## EXERCISE
Arrange each line of the material below as a Markdown table with the columns "No." and "Text," numbering the rows in order and omitting any blank lines.

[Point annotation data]
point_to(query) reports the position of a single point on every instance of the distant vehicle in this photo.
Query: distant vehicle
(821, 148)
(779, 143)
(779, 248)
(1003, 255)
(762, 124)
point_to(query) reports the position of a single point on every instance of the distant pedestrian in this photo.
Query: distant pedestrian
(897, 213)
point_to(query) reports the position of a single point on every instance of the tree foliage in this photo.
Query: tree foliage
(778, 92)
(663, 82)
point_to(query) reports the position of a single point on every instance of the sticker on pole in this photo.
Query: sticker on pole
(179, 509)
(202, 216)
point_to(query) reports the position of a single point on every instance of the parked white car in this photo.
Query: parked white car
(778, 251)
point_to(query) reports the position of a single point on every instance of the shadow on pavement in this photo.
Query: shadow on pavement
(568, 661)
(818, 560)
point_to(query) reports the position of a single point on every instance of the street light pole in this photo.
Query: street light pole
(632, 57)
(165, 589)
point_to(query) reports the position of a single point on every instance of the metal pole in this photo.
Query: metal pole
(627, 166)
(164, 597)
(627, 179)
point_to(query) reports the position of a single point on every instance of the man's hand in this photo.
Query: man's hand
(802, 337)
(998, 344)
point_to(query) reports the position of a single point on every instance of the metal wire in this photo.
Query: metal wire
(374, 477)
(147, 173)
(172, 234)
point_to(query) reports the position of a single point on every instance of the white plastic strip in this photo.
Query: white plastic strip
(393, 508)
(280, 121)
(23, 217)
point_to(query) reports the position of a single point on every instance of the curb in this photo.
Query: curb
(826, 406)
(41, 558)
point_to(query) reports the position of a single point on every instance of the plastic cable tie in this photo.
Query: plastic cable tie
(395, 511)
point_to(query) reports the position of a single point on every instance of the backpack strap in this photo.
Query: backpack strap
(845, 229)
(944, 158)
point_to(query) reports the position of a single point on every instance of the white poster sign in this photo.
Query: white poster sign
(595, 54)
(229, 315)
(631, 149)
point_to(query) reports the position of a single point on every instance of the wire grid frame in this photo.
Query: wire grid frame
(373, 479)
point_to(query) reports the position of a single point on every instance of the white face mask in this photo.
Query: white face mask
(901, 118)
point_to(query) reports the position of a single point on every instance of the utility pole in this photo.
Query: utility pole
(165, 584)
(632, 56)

## WRITTEN RESPONSE
| No. | Text |
|---|---|
| 1 | point_to(query) reports the position of a single point on every instance of the distant vehicle in this photo. |
| 2 | Query: distant vehicle |
| 3 | (821, 148) |
| 4 | (779, 143) |
| 5 | (779, 248) |
| 6 | (1003, 255) |
| 7 | (762, 124) |
| 8 | point_to(query) reports the position of a single point on every instance of the distant pedestrian in this photo. |
| 9 | Query: distant pedestrian |
| 10 | (897, 213) |
| 11 | point_to(query) reports the position of a single point on every instance of the tree foliage in this photo. |
| 12 | Query: tree foliage |
| 13 | (778, 92) |
| 14 | (663, 82) |
| 15 | point_to(query) reports the position of a single point on every instance of the sticker on pole in this photo. |
| 16 | Query: sticker on pole |
| 17 | (179, 509) |
| 18 | (202, 216) |
| 19 | point_to(query) reports the position of a single point on every instance of the parked white car in this photo. |
| 20 | Query: parked white car |
| 21 | (778, 251) |
| 22 | point_to(query) reports the position of a single point on every instance of the shadow on pavement in this photo. |
| 23 | Query: shadow on pavement |
| 24 | (568, 661) |
| 25 | (818, 560) |
| 26 | point_to(query) reports the position of a single point on every instance of the street light pole in this photo. |
| 27 | Query: street light pole |
| 28 | (632, 57) |
| 29 | (165, 589) |
| 30 | point_to(query) reports the position of a single point on every instance of the metal pole in this photo. |
| 31 | Query: metal pole |
| 32 | (627, 166) |
| 33 | (164, 597) |
| 34 | (627, 179) |
| 35 | point_to(query) reports the position of a single point on every instance of the man's hand in this photo. |
| 36 | Query: man's hand |
| 37 | (802, 337) |
| 38 | (998, 344) |
| 39 | point_to(query) reports the position of a single point on every instance of the metal wire in this photo. |
| 40 | Query: metal wire |
| 41 | (374, 477) |
| 42 | (147, 173) |
| 43 | (172, 234) |
| 44 | point_to(query) reports the position of a single point on every instance of the white plastic strip in this photo. |
| 45 | Query: white plastic strip |
| 46 | (393, 508) |
| 47 | (280, 121) |
| 48 | (23, 217) |
| 49 | point_to(query) reports the position of a single point on every instance of the curb in this photo. |
| 50 | Query: curb |
| 51 | (826, 406) |
| 52 | (41, 558) |
| 53 | point_to(query) reports the position of a single point on every instance of the plastic cable tie in this photo. |
| 54 | Query: plastic cable tie |
| 55 | (395, 511) |
| 56 | point_to(query) reports the position of a single point on every instance of the backpack strap in this photo. |
| 57 | Query: backpack strap |
| 58 | (845, 229) |
| 59 | (944, 158) |
| 60 | point_to(query) reports the position of a single point on every instance of the white poster sign in this photo. |
| 61 | Query: white poster sign |
| 62 | (595, 54) |
| 63 | (229, 315) |
| 64 | (631, 149) |
| 65 | point_to(query) reports the position of a single point on every instance of the wire grid frame in this photo. |
| 66 | Query: wire grid frame |
| 67 | (373, 479) |
| 68 | point_to(query) reports the position of a single point on every instance of the white face mask in this photo. |
| 69 | Query: white face mask |
| 70 | (901, 118) |
| 71 | point_to(query) reports the position of a single point on every instance of the utility pole in this photo. |
| 72 | Query: utility pole |
| 73 | (165, 584) |
| 74 | (632, 56) |